### Extracted text
################
Mounting means rockably mount the diaphragm spring 33 on the cover 10. In 
the illustrated embodiment the mounting means comprise lugs 39 integrally 
formed with the cover 10 and extending through openings 40 formed at the 
bases of the slots 36 in the diaphragm spring 33. The lugs 39 have a 
radially outwardly bent portion extending around a stamped fulcrum ring 42 
which bears against the radially bent portion 41. The fulcrum ring 42 has 
an annular bead 44 similar to and facing opposite the annular bead 35' in 
the cover 10. The beads 35' and 44 define the actual fulcrums for the 
diaphragm spring 33. 
The peripheral portion 34 of the diaphragm spring 33 urges the pressure 
plate 11 axially in the direction of arrow F2 in FIG. 3 toward a position 
protruding outside the interior of the cover 10 for clamping the clutch 
plate 15 between the pressure plate 11 and the reaction plate 13 to 
maintain the clutch in its engaged position. The ends of the radial 
fingers 35 of the diaphragm spring 33 are adapted to come into operative 
contact with a release bearing (not shown) which acts in the direction 
indicated by arrow F2 in FIG. 3 which relieves the force applied to the 
pressure plate 11 thereby unclamping clutch plate 15 and disengaging the 
clutch. 
In the illustrated embodiments there are provided at the inner periphery of 
the cover 10 between the lugs 39, radially inwardly extending abutment 
tabs 45 which are adapted to provide an axial abutment for the radial 
fingers 36 of the diaphragm spring 33 to limit the disengagement travel of 
the diaphragm spring 33 when the cover assembly is unloaded, that is, when 
the cover assembly is not mounted on the reaction plate 13. 
Abutment means are also provided for axially retaining the pressure plate 
11 after a predetermined axial travel of the pressure plate 11 relative to 
the cover 10 under the action of the diaphragm spring 33. The abutment 
means comprise at least one radial retaining lug 46 extending from the 
cover 10 and in the vicinity of the outer periphery of the cover 10, and 
also at least one transverse shoulder 47 on the pressure plate 11, adapted 
to cooperate with the retaining lug 46.
################
### Stored records
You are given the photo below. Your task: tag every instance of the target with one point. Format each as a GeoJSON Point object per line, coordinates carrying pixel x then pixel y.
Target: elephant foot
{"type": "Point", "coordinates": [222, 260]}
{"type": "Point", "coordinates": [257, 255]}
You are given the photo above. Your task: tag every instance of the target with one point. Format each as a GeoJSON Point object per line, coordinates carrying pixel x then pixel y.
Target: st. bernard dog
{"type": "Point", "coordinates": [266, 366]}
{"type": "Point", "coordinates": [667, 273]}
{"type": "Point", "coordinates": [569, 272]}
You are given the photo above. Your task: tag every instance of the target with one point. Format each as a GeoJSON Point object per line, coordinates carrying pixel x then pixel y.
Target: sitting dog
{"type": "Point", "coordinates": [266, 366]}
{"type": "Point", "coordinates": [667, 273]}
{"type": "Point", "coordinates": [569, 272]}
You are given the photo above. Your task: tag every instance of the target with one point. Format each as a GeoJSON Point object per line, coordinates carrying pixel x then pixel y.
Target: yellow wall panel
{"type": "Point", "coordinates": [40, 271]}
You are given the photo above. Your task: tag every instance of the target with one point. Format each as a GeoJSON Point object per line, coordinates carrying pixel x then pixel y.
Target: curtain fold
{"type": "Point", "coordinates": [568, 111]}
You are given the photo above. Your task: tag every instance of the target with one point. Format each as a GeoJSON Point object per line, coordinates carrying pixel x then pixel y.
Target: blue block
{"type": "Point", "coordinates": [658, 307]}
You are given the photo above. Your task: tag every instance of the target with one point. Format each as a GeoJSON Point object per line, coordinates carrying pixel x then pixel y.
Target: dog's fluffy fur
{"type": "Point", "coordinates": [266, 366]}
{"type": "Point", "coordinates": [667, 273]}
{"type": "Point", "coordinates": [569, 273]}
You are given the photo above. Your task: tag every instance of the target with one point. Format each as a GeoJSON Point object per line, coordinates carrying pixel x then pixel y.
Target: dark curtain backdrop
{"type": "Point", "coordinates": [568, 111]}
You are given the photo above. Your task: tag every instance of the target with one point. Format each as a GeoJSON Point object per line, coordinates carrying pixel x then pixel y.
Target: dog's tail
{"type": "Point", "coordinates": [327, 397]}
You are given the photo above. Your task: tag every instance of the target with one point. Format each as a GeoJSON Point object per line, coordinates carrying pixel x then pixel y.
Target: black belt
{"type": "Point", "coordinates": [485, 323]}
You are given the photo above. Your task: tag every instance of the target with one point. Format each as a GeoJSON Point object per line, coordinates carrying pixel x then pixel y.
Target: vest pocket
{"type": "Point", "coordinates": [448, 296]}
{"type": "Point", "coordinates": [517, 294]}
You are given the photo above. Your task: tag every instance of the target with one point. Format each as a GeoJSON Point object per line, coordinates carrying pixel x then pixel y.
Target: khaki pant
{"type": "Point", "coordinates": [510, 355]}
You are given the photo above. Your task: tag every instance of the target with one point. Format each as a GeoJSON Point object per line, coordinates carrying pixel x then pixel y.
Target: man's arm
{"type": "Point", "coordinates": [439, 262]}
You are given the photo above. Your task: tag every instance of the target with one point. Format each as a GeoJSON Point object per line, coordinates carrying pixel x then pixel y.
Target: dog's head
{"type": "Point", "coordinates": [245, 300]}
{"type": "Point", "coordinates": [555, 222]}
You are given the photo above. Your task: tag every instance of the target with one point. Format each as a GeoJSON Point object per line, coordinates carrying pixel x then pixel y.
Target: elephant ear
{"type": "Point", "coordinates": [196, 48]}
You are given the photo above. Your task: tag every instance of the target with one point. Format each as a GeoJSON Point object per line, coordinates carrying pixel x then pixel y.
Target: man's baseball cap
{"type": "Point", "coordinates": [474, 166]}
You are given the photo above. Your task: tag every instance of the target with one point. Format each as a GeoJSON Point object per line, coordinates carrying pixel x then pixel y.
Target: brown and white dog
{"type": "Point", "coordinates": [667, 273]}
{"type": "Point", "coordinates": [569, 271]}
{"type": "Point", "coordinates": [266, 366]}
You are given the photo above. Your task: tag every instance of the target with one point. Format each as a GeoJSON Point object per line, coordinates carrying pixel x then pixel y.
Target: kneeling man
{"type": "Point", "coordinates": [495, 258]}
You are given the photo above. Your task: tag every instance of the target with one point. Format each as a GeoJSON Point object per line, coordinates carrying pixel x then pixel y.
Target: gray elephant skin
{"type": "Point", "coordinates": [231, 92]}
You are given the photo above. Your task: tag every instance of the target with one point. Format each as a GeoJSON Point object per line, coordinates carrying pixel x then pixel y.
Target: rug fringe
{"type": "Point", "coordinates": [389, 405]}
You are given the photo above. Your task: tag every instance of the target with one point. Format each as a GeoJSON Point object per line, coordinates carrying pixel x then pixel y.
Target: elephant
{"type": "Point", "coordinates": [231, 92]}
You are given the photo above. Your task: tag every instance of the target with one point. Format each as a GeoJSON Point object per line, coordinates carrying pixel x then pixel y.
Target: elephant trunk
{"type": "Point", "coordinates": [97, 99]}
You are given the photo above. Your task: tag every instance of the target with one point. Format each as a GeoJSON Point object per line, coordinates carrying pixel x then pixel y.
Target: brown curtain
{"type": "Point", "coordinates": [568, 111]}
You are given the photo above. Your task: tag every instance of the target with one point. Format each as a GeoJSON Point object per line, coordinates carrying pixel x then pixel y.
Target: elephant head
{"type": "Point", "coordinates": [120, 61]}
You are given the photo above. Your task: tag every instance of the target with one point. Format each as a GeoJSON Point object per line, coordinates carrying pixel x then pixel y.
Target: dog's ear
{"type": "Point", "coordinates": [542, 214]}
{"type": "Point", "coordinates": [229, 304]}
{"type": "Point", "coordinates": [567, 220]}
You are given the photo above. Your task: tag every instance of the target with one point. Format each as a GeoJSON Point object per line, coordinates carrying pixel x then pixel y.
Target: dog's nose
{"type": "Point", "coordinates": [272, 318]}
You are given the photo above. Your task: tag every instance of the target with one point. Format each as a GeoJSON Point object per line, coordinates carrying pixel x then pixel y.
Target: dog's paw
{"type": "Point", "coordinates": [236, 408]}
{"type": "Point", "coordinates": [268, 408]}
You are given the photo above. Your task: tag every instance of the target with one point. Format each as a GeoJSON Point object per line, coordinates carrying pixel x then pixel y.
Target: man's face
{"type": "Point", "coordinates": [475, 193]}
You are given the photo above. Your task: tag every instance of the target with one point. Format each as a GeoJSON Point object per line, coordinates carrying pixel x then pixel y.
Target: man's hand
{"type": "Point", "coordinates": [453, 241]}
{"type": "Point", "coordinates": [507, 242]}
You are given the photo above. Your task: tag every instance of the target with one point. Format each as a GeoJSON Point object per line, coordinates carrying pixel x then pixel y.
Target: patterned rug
################
### Problem set
**A)** In the clutch cover text, copy out the passage that begins at the words "In the illustrated" and stops after "reaction plate 13.".
**B)** According to the clutch cover text, what do the beads 35' and 44 define?
**C)** Extend the clutch cover text, picking up after its final sentence.

### Per-task answers
**A)**
In the illustrated embodiments there are provided at the inner periphery of 
the cover 10 between the lugs 39, radially inwardly extending abutment 
tabs 45 which are adapted to provide an axial abutment for the radial 
fingers 36 of the diaphragm spring 33 to limit the disengagement travel of 
the diaphragm spring 33 when the cover assembly is unloaded, that is, when 
the cover assembly is not mounted on the reaction plate 13.

**B)** They define the actual fulcrums for the diaphragm spring 33.

**C)**
In the illustrated embodiment of FIGS. 1-5, there are three retaining lugs 
46 provided generally in axial alignment with the areas 21 on the radial 
flange 20 of the cover 10 and generally in radial alignment with the holes 
23 in the middle of the areas 21. Preferably, the retaining lugs 46 extend 
radially inside the lateral wall 19 of the cover 10 and are formed by the 
strikes for the openings 28 in the lateral wall 19 and therefore do not 
produce any additional or particular weakening of the cover 10. 
In the embodiment of FIGS. 1-5, the transverse shoulders 47 of the pressure 
plate 11 cooperable with the retaining lugs 46 are defined by the 
outwardly turned transverse surface of the pressure plate, that is, the 
transverse surface which faces axially away from the cover. 
Preferably, in association with each of the retaining lugs 46, the pressure 
plate 11 has along its edge a slot 48 which is in continuity with the 
associated retaining lug 46. In the embodiment of FIGS. 1-5, three such 
slots 48 are provided, each in practice consisting of an axial groove 49.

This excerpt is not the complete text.